_Work item:_ Reproduce the rows below verbatim, from the very start through the line containing "positive clicks: (109, 159) (202, 197)", including that line.

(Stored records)
====================

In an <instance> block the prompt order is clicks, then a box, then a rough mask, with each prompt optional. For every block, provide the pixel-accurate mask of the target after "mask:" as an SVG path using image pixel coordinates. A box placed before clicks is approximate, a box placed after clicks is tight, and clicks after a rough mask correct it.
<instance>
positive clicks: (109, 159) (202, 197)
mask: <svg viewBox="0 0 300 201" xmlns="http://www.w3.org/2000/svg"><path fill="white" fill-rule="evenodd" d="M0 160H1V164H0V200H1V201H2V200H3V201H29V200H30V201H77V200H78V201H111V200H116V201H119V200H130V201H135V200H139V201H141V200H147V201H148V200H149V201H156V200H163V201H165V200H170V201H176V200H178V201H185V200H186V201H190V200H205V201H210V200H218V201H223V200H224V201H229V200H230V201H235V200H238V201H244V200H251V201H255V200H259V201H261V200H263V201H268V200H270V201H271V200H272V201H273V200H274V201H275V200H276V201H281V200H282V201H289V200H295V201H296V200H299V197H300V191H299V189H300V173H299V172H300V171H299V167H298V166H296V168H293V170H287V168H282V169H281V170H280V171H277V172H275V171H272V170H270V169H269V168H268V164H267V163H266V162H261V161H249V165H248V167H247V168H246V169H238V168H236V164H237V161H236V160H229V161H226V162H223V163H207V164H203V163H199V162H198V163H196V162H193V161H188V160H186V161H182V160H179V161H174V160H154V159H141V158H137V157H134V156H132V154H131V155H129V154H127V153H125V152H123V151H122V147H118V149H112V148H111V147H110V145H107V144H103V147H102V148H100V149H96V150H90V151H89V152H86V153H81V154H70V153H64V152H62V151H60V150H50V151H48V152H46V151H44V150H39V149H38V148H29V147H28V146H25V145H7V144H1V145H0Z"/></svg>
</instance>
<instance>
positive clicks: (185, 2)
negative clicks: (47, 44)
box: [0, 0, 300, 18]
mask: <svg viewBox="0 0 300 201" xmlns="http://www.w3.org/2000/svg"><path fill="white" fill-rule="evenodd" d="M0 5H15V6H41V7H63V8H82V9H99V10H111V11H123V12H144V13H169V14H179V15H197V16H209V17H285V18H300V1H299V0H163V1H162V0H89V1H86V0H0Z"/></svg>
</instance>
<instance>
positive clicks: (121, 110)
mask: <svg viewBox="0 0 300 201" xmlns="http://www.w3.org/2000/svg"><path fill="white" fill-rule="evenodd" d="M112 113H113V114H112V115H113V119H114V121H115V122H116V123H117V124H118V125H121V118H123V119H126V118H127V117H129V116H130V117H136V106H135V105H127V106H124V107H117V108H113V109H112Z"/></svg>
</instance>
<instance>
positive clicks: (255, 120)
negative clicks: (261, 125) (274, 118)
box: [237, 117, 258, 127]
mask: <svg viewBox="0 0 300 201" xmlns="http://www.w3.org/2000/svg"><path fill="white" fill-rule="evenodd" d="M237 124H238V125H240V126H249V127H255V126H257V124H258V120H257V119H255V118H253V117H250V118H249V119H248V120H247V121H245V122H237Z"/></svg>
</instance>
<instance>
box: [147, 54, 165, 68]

====================

_Answer section:_
In an <instance> block the prompt order is clicks, then a box, then a rough mask, with each prompt optional. For every block, provide the pixel-accurate mask of the target after "mask:" as an SVG path using image pixel coordinates. A box placed before clicks is approximate, a box placed after clicks is tight, and clicks after a rough mask correct it.
<instance>
positive clicks: (109, 159) (202, 197)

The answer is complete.